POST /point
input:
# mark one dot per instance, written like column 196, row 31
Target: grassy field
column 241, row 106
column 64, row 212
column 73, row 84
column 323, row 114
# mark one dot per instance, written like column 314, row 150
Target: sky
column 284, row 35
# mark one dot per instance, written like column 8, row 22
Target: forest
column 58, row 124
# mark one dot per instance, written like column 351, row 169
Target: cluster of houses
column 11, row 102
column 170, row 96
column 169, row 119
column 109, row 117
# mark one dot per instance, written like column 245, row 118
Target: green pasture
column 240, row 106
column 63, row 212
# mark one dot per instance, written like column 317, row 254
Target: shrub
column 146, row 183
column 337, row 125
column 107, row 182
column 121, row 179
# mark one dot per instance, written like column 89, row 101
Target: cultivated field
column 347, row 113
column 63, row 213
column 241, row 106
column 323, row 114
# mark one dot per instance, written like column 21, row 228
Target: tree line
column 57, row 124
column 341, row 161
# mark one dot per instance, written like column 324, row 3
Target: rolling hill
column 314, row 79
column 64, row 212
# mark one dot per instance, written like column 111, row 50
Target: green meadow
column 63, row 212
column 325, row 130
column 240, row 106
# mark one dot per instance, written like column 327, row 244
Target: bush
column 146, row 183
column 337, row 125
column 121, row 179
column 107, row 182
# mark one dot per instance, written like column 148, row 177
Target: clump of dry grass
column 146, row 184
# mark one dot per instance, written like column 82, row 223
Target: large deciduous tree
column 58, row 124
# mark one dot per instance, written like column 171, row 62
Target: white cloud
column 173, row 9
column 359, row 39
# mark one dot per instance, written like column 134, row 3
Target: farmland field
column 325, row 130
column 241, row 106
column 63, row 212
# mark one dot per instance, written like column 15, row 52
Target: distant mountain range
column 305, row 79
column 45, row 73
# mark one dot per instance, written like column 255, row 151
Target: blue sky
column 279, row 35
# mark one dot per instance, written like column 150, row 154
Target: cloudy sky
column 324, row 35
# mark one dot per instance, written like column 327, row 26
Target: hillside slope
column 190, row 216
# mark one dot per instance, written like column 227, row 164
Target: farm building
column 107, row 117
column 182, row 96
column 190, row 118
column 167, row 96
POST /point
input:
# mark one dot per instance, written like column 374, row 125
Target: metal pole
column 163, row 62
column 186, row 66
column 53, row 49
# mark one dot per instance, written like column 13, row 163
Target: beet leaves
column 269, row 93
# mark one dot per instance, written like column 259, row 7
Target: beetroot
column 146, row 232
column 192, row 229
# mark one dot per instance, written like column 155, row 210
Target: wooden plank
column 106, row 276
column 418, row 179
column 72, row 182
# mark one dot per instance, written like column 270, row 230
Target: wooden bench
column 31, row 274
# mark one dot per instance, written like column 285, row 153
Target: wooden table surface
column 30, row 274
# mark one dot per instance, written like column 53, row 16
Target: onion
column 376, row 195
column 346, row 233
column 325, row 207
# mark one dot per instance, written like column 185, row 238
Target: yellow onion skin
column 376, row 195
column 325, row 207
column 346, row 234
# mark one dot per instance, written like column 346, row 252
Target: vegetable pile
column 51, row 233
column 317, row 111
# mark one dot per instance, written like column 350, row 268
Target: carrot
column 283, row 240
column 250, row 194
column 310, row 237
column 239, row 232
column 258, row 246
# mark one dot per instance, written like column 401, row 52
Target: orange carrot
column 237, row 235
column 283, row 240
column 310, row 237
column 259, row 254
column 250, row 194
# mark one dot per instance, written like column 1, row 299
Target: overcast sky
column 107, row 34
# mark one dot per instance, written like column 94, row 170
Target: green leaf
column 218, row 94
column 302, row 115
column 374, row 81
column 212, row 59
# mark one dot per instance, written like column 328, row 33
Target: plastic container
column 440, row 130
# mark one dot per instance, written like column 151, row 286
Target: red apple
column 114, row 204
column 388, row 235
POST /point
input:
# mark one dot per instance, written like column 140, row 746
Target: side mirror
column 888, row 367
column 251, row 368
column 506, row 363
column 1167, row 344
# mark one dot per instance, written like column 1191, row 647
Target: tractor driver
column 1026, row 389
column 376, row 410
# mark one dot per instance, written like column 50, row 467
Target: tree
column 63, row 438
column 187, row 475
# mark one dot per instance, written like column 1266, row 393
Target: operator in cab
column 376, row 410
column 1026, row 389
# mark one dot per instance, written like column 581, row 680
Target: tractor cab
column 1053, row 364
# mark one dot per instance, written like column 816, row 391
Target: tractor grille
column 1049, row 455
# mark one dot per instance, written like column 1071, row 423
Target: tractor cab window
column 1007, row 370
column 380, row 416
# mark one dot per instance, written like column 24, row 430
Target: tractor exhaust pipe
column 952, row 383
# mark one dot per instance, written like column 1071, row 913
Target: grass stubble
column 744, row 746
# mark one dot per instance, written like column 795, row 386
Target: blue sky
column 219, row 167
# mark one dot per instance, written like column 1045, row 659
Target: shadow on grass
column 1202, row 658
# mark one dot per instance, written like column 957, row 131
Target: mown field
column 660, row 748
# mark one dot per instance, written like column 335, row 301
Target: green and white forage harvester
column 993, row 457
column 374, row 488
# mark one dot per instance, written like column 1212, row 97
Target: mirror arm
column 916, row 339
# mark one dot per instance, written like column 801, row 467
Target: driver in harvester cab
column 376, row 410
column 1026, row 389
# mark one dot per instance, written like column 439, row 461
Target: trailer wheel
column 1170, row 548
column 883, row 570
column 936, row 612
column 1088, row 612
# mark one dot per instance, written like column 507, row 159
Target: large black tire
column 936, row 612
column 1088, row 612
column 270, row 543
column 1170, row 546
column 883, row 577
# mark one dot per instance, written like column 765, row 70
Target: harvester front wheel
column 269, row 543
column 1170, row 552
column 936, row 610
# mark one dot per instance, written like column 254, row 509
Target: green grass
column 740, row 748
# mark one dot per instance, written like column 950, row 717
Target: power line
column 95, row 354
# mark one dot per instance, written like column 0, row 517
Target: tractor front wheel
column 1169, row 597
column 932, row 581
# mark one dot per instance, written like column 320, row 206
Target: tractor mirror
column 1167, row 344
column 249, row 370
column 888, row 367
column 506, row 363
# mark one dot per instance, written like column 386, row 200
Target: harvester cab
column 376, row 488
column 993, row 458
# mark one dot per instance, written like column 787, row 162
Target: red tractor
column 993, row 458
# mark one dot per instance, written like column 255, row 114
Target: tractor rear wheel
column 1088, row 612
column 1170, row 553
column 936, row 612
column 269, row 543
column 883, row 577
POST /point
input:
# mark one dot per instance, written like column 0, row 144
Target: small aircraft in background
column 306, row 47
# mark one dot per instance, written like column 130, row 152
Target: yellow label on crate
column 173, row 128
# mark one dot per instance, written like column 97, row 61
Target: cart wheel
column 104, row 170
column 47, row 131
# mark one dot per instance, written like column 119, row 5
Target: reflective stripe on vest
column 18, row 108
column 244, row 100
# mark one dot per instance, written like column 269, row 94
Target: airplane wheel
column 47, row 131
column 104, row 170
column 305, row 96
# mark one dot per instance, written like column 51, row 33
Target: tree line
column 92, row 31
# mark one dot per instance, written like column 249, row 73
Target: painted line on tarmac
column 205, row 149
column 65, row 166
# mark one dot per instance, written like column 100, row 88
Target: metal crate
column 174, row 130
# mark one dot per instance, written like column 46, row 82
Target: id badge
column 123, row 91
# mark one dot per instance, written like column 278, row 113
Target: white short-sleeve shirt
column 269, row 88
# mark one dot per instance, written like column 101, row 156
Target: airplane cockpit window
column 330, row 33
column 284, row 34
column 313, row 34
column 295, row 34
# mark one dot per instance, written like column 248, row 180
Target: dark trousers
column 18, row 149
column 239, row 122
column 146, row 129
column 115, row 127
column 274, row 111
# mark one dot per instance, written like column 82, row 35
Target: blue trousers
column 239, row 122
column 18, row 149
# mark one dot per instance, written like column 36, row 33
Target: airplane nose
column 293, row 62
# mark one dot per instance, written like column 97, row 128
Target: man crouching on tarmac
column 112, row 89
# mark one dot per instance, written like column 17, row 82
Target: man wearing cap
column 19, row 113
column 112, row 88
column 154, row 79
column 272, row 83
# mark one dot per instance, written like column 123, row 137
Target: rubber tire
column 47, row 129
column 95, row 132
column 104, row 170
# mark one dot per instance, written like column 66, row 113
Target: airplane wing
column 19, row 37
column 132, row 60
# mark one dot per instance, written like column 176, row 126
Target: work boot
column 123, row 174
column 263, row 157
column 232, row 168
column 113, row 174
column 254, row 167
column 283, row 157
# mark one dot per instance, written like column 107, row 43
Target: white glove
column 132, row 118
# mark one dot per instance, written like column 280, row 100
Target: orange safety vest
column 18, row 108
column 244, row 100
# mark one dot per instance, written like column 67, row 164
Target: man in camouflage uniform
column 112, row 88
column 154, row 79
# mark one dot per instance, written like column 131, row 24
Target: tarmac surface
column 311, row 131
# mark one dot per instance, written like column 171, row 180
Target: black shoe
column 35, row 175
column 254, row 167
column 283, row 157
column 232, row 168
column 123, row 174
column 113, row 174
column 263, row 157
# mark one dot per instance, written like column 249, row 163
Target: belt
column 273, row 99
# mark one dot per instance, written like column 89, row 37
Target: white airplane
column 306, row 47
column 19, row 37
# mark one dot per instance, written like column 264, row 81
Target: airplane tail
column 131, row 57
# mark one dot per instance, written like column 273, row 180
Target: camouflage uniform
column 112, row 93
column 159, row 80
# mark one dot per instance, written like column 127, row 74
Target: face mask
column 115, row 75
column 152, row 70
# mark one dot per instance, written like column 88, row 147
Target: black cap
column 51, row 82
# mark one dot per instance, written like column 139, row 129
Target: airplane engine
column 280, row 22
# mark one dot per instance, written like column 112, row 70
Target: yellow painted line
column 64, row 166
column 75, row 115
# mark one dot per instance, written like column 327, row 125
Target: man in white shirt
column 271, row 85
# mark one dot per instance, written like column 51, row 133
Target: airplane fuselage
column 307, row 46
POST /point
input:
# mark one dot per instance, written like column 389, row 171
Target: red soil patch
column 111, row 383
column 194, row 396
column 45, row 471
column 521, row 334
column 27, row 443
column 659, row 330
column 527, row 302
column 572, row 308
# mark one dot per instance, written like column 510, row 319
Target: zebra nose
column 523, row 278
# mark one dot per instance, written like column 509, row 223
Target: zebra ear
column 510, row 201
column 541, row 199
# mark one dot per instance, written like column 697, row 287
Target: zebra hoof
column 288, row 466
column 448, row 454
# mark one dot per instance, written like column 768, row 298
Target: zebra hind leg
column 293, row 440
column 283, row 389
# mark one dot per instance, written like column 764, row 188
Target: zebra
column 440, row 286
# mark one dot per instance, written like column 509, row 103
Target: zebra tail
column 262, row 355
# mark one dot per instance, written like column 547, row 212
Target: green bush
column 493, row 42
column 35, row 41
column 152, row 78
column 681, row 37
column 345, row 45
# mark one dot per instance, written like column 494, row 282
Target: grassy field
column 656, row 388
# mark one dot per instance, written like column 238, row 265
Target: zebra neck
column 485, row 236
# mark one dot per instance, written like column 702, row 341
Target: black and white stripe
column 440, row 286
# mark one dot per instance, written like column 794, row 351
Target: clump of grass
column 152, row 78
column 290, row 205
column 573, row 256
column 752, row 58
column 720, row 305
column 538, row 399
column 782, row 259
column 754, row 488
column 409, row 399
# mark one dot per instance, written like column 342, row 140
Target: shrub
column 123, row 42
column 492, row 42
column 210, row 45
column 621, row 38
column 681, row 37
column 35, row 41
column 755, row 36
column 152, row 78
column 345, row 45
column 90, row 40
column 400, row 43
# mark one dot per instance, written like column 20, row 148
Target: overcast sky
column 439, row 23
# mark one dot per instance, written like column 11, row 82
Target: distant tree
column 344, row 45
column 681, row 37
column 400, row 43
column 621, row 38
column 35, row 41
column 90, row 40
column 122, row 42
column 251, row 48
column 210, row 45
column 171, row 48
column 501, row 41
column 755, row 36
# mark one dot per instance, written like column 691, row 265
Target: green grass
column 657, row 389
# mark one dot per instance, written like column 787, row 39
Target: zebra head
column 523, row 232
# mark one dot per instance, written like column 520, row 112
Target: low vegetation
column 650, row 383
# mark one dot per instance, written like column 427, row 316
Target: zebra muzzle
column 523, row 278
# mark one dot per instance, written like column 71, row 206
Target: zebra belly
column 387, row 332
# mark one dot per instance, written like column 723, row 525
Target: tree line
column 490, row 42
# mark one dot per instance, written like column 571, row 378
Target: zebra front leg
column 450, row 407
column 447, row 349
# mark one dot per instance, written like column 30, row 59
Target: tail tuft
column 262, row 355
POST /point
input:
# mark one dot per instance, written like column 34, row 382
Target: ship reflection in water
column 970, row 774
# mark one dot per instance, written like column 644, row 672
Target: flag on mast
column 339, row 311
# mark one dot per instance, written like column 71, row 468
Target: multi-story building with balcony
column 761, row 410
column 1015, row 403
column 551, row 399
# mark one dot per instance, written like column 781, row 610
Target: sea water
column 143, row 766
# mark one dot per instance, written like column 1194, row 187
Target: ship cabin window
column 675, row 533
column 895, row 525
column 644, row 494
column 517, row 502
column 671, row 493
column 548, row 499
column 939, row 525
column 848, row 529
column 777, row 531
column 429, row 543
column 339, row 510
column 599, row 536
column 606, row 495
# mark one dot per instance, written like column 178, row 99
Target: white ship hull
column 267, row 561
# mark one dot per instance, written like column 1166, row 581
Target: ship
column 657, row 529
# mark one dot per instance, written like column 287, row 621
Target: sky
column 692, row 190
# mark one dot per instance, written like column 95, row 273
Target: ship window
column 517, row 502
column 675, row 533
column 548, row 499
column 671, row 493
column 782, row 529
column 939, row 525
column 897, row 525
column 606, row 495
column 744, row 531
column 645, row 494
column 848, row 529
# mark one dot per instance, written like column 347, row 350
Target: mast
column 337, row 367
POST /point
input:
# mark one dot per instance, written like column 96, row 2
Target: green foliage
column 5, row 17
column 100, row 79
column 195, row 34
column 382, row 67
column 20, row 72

····················

The response should hold exactly the lines starting at the line with "Target: flag on mast" and ending at the line with "# mark one dot per instance, written like column 178, row", and no other line of the material above.

Target: flag on mast
column 339, row 311
# mark one dot per instance, written like column 71, row 468
Target: multi-story building with balcony
column 761, row 410
column 1015, row 403
column 551, row 399
# mark one dot per instance, written like column 781, row 610
Target: sea water
column 143, row 766
# mark one dot per instance, written like column 1194, row 187
Target: ship cabin window
column 675, row 533
column 895, row 525
column 644, row 494
column 517, row 502
column 671, row 493
column 548, row 499
column 939, row 525
column 848, row 529
column 777, row 531
column 429, row 543
column 339, row 510
column 599, row 536
column 606, row 495
# mark one dot per instance, written like column 178, row 99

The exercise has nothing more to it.